* START *

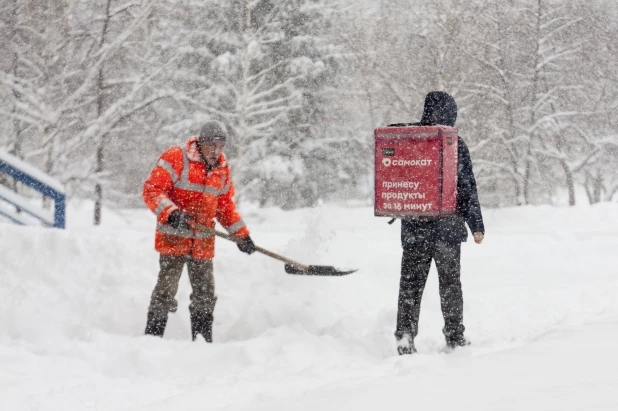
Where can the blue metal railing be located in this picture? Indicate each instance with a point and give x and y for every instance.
(37, 180)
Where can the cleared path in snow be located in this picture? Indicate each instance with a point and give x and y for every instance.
(540, 308)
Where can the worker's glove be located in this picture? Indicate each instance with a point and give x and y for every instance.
(246, 245)
(179, 220)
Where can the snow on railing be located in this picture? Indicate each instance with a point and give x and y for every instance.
(37, 180)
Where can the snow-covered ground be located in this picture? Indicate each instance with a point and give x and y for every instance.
(541, 308)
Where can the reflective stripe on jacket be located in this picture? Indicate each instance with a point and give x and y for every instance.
(180, 181)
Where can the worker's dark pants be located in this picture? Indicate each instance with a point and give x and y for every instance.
(202, 280)
(415, 266)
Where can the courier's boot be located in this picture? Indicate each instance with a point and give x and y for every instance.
(201, 324)
(454, 336)
(455, 342)
(155, 325)
(405, 345)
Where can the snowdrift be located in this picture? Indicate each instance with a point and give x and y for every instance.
(540, 309)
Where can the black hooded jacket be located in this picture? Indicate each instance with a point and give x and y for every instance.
(440, 108)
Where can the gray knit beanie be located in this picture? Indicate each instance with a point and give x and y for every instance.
(212, 132)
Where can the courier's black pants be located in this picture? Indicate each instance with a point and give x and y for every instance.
(415, 266)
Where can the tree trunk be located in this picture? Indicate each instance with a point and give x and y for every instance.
(98, 188)
(569, 181)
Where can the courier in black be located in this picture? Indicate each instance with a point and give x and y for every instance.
(438, 238)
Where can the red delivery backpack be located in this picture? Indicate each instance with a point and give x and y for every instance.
(415, 171)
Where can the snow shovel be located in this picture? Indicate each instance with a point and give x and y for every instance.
(291, 266)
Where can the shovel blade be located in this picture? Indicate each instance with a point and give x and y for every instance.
(317, 270)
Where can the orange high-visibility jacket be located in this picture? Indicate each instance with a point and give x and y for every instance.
(180, 181)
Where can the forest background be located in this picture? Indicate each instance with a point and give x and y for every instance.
(93, 91)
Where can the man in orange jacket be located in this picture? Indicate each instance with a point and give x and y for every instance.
(189, 187)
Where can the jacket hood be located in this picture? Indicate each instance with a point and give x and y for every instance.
(440, 108)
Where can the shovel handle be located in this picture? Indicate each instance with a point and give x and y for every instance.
(261, 250)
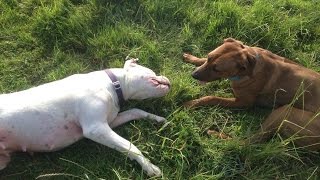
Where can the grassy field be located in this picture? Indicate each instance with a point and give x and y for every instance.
(43, 41)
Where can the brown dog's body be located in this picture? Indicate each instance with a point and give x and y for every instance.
(262, 78)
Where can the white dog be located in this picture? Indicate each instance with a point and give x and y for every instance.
(55, 115)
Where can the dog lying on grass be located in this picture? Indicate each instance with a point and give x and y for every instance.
(55, 115)
(259, 77)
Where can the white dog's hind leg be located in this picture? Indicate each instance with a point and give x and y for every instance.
(133, 114)
(103, 134)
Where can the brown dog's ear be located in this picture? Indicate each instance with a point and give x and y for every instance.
(247, 66)
(234, 40)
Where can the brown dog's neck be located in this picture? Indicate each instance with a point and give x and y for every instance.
(258, 73)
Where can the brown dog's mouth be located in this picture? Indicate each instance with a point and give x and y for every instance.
(160, 81)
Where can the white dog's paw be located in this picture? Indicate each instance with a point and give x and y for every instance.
(153, 170)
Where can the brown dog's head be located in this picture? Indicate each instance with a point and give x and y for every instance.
(228, 60)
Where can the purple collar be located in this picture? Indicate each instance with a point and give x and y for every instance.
(117, 86)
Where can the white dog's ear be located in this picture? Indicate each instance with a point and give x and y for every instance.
(130, 63)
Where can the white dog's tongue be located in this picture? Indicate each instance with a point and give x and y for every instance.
(202, 82)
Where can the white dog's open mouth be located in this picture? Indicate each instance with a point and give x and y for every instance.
(160, 81)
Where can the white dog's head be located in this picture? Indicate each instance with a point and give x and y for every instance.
(143, 83)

* END *

* [SHORT TASK] Reproduce each entry verbatim, excluding any embedded images.

* [TASK RESPONSE]
Where can the blue metal railing be located in this picture? Indicate each instance with a point and give x and y for every instance.
(37, 180)
Where can the cleared path in snow be located in this picture? Indicate each instance with a point and give x and y for every instance.
(540, 308)
Where can the worker's glove be located in this picture? Indicate each instance with a point and give x and y for every instance.
(246, 245)
(179, 220)
Where can the snow on railing be located in this picture? Indicate each instance with a point and give x and y for every instance.
(37, 180)
Where can the snow-covered ground be located in this picture? Indicate each instance with a point and give x and y for every instance.
(541, 308)
Where can the reflective stripe on jacket be located in this picture? Indicate each instance with a point and give x and y for every instance.
(180, 181)
Where can the worker's dark pants be located in this picture? Indicate each instance with a point and give x and y for every instance.
(202, 280)
(415, 266)
Where can the courier's boot be located in this picture? Indicate each instance with a point and give x and y for every instance.
(201, 324)
(454, 336)
(455, 342)
(155, 325)
(405, 345)
Where can the snowdrift be located in this picture? Indicate each instance with a point and give x and y for every instance.
(540, 309)
Where can the black hooded jacket be located in this picture? Indicate each instance with a point and give x and y for every instance.
(440, 108)
Where can the gray knit beanie be located in this picture? Indicate each instance with a point and give x and y for every instance.
(212, 132)
Where can the courier's black pants be located in this picture? Indicate each instance with a point and give x and y for every instance.
(415, 266)
Where can the tree trunk be located in this picture? Indicate each instance with a point and give x and y for every instance.
(98, 188)
(569, 181)
Where can the courier in black be located in this picture? Indicate each instance with a point and give x and y for every instance.
(438, 238)
Where can the red delivery backpack be located in this picture? Indicate each instance with a point and give x and y for every instance.
(415, 171)
Where can the snow shovel be located in this picture? Indicate each instance with a point and give x and y for every instance.
(291, 266)
Where can the shovel blade be located in this picture? Indicate each instance with a point and give x and y for every instance.
(317, 270)
Where can the orange high-visibility jacket be located in this picture? Indicate each instance with a point and give x and y for every instance.
(180, 181)
Where can the forest background be located in this picture? Indicate each instance with a point and give x and y for every instance.
(93, 91)
Where can the man in orange jacket be located in this picture? Indicate each instance with a point and give x and y for every instance.
(189, 187)
Where can the jacket hood be located in this picture? Indicate each instance with a point and give x and y for every instance.
(440, 108)
Where can the shovel handle be located in this picture? Indicate each instance with a point and give x and y for every instance.
(261, 250)
Where can the grassy field be located in this picture? Indicate each instance with a point and give x and y for every instance.
(43, 41)
Where can the brown dog's body be located in this picture? Indicate each instance with a point and give x and y for every instance.
(262, 78)
Where can the white dog be located in this picture? Indicate each instance with a point and give x and y for every instance.
(55, 115)
Where can the dog lying on grass be located in this picture? Indicate each instance with a point and give x and y for every instance.
(55, 115)
(259, 77)
Where can the white dog's hind leg be located in this picture? Indicate each instance with a point and give x and y for every instance.
(133, 114)
(103, 134)
Where can the brown dog's ear be located in this picture? Indicate each instance with a point and give x and y for every instance.
(247, 66)
(234, 40)
Where can the brown dog's neck be located in this picture? Indicate each instance with a point and give x and y for every instance.
(258, 73)
Where can the brown dog's mouth be located in this picture? Indicate each instance with a point and give x and y for every instance.
(160, 81)
Where can the white dog's paw be located in this picture? Indicate each instance with a point and give x and y for every instance.
(153, 170)
Where can the brown dog's head be located in this picture? Indicate each instance with a point and give x and y for every instance.
(228, 60)
Where can the purple collar be located in this picture? Indicate each instance with a point and give x and y for every instance.
(117, 86)
Where can the white dog's ear be located in this picture? Indicate each instance with a point and give x and y for every instance.
(130, 63)
Where can the white dog's tongue be located in this picture? Indicate each instance with a point and give x and y for every instance.
(202, 82)
Where can the white dog's open mouth be located in this picture? Indicate each instance with a point and give x and y for every instance.
(160, 81)
Where can the white dog's head be located in this picture? Indicate each instance with a point and give x and y for every instance.
(143, 83)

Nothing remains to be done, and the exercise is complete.